THE REQUEST => According to the passage on the economy and equity markets, at what pace does the speaker believe there is enough demand to keep the economy going forward?

PASSAGE =>
* * *

Well, and certainly if the equity market
keeps going the way it is, that's going
to be an additional factor.
There's absolutely there's a wealth
effect and you can see this in the
economy. I mean, it really is a K-shaped
expansion. You can see a lot of problems
with people paying bills dayto-day and
that's going to get much worse as these
this tariff inflation shows up because
it hits the pocketbooks of lower and
middle inome consumers. But meanwhile,
people at the top are have made a
fortune in the last three years in
particular, but really going all the way
back to 2019. We've seen a tremendous
increase in equity wealth and that is
sustaining part of the economy. So I
think there's enough demand to keep this
economy going forward at a 1 to 2% pace.
I don't think there's enough supply to
do any more than that. So, I don't see
why the Fed's changing policy at all to
be honest here, except for that
political pressure.
Well, let's go back to therefore the
asset effect here. Yeah, equities are
near record highs on the S&P. The
NASDAQ's had a bit of a brutal week as
we question valuations. Do we continue
to question the valuations going
forward?
We we should as investors, but recognize
that, you know, as many people have said
over the years, markets can remain
irrational longer than you can remain
solvent. I mean, there are legitimate
things to worry about in the equity
market, but for as long as the narrative
doesn't change a lot, people sort of
just shrug their shoulders and put more
money in, and that causes momentum
trade, which pushes this equity market
up.

* * *

RECORD LIST =>
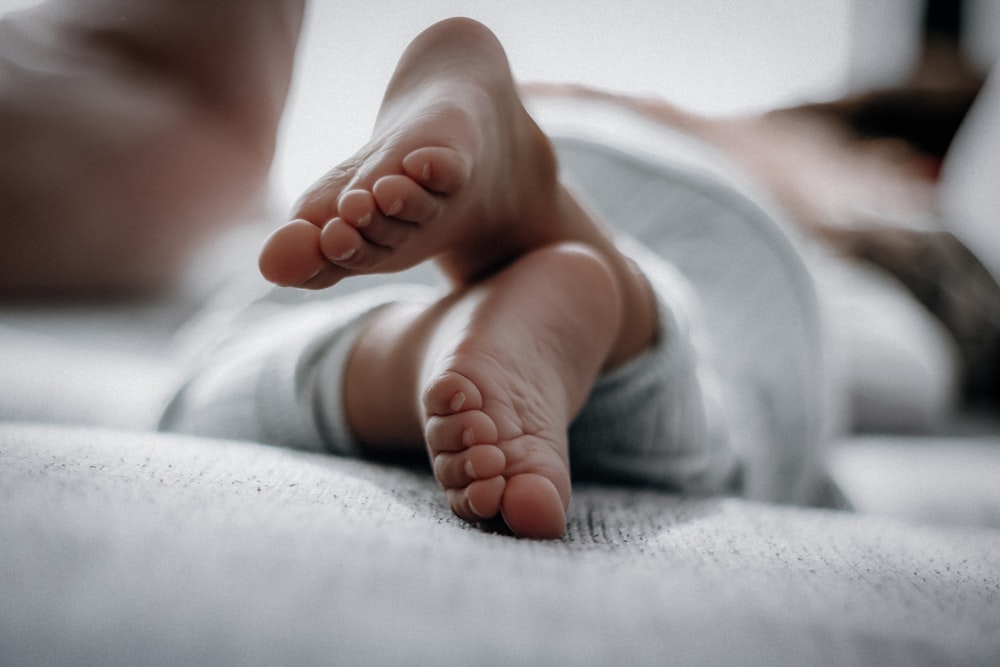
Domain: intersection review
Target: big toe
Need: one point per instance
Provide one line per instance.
(291, 255)
(532, 508)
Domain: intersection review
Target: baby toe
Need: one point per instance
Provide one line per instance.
(441, 170)
(401, 198)
(479, 500)
(457, 432)
(357, 207)
(343, 245)
(291, 255)
(449, 393)
(459, 470)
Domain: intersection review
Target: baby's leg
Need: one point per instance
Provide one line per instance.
(456, 169)
(501, 368)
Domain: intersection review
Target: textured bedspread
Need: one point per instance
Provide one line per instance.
(127, 548)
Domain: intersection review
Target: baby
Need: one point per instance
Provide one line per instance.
(490, 376)
(548, 345)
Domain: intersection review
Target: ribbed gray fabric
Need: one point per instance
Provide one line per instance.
(732, 394)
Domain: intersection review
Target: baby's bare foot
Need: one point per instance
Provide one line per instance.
(506, 375)
(456, 170)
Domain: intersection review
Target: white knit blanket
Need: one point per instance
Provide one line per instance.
(136, 548)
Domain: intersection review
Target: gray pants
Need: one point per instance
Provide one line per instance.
(732, 400)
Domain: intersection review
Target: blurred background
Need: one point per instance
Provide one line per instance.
(714, 56)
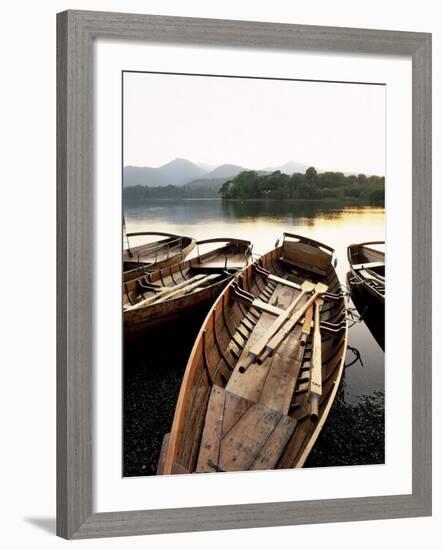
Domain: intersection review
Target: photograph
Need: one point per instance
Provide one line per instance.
(253, 273)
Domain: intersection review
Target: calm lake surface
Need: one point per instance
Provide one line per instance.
(263, 222)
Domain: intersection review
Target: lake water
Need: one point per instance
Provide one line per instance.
(263, 222)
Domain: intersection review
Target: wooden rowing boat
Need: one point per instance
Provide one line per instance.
(155, 254)
(270, 415)
(366, 282)
(173, 292)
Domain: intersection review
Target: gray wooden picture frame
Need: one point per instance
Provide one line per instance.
(76, 32)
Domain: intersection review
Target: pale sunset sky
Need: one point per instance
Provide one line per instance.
(254, 123)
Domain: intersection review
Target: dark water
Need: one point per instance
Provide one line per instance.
(354, 432)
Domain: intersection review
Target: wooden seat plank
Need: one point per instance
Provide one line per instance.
(242, 444)
(235, 408)
(271, 451)
(212, 431)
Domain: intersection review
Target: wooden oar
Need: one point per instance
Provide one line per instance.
(315, 382)
(280, 336)
(186, 289)
(166, 292)
(259, 346)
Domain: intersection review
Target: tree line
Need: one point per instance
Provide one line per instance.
(249, 184)
(311, 185)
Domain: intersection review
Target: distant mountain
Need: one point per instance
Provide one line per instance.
(290, 168)
(176, 172)
(206, 184)
(225, 171)
(181, 172)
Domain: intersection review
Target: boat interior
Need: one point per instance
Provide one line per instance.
(229, 418)
(207, 268)
(154, 252)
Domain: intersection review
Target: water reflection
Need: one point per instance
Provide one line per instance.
(263, 222)
(154, 377)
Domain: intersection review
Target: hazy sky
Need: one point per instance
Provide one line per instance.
(253, 123)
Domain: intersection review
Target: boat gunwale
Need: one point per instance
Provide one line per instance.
(191, 372)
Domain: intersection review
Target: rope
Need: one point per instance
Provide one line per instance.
(357, 357)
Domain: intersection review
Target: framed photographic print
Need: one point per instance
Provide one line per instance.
(236, 203)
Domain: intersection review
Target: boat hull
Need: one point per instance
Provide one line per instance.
(212, 371)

* * *

FULL SOLUTION => At a pace of 1 to 2%.